- [Data for analysis]
____

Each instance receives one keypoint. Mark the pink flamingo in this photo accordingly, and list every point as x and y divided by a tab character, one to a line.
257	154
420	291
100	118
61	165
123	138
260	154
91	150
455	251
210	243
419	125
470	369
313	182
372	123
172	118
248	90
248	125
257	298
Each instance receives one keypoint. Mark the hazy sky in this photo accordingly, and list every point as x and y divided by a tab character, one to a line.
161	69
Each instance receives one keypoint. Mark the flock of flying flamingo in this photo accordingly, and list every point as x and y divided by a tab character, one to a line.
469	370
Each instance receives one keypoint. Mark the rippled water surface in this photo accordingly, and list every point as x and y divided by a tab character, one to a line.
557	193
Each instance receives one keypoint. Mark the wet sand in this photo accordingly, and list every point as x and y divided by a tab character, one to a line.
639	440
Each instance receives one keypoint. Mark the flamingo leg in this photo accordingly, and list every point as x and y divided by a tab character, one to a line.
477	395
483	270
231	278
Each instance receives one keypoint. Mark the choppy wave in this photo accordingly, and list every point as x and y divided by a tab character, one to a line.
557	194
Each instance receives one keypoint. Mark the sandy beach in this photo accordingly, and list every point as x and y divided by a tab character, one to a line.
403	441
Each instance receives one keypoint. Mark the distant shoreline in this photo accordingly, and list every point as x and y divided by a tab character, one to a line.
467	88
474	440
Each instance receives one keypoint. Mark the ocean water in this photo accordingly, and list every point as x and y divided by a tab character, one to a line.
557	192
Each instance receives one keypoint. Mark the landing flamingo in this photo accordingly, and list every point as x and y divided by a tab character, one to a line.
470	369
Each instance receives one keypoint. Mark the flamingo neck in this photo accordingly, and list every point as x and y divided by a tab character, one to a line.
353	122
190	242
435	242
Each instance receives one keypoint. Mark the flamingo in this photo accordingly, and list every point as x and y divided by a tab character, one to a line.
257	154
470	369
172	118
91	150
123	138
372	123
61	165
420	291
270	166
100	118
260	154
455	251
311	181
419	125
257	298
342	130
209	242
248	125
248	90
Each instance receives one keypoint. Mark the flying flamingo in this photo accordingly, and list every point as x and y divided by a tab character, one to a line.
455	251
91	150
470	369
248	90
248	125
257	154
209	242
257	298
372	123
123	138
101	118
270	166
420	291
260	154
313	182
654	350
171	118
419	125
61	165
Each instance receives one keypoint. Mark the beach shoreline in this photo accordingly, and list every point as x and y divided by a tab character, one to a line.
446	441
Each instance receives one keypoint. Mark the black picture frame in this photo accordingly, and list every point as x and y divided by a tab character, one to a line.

____

- [What is needed] Take the entries above and write them out again unchanged.

- [Expected answer]
Each instance receives one keypoint. Mark the pink flamingo in this photo accordingly, and list every point as x and y divided by a tab character, one to a line.
257	154
420	291
100	118
61	165
123	138
260	154
91	150
455	251
210	243
419	125
470	369
313	182
372	123
172	118
248	90
248	125
257	298
Each instance receives one keypoint. Mark the hazy sky in this photo accordingly, and list every point as x and y divided by a tab character, one to a line.
161	69
Each instance receives one keypoint. Mark the flock of flying flamingo in this photo accordingly, and list every point as x and y divided by a tab character, one to a line.
469	370
Each instance receives one keypoint. Mark the rippled water surface in this photo accordingly, and list every point as x and y divided by a tab character, one to a line.
557	193
Each instance receives one keypoint. Mark the wet sand in this photo accordingly, and list every point as x and y divided by a tab character, one to a line.
639	440
Each instance receives one keypoint. Mark the flamingo leg in this photo accordingly, and list every point as x and y divided by a tab character, one to a line.
477	395
483	270
231	278
Each instance receives one keypoint. Mark the choppy wave in this photo accordingly, and list every point as x and y divided by a tab character, one to a line.
557	194
Each instance receives one keypoint. Mark the sandy beach in this photo accordingly, and list every point as x and y divided by a tab character, one to a line.
403	441
Each instance receives one keypoint. Mark the distant shoreline in this photo accordingly, and list every point as x and y divided by a tab character, one to a line.
467	88
474	440
Each instance receives one keypoint. Mark the ocean water in this photo accordingly, and list every point as x and y divided by a tab character, one to a line.
557	192
Each instance receives one keypoint. Mark the landing flamingo in this photo accordingly, and list every point as x and y divided by a tab character, one to a line.
470	369
Each instance receives one keypoint. Mark the flamingo neck in this photo accordingly, and list every point as x and y divided by a tab character, one to a line.
353	122
190	242
435	242
Each instance receives one keypoint. Mark the flamingo in this photo accordingly, and list every point as x and y divided by a tab character, one to a line.
257	154
470	369
172	118
91	150
123	138
372	123
61	165
420	291
270	166
100	118
260	154
455	251
311	181
419	125
257	298
342	130
209	242
248	125
248	90
Each instance receives one keypoint. Mark the flying flamingo in this photo accordingly, and list every point as x and y divided by a tab character, one to a line.
455	251
91	150
470	369
248	90
248	125
257	154
209	242
257	298
372	123
123	138
101	118
270	166
420	291
260	154
313	182
654	350
171	118
419	125
61	165
Each instance receives one keypoint. Mark the beach shoreline in this photo accordingly, and list every point as x and y divided by a tab character, one to a line.
446	441
Each instance receives one keypoint. Mark the black picture frame in this photo accordingly, and list every point as x and y divided by a tab character, one to a line.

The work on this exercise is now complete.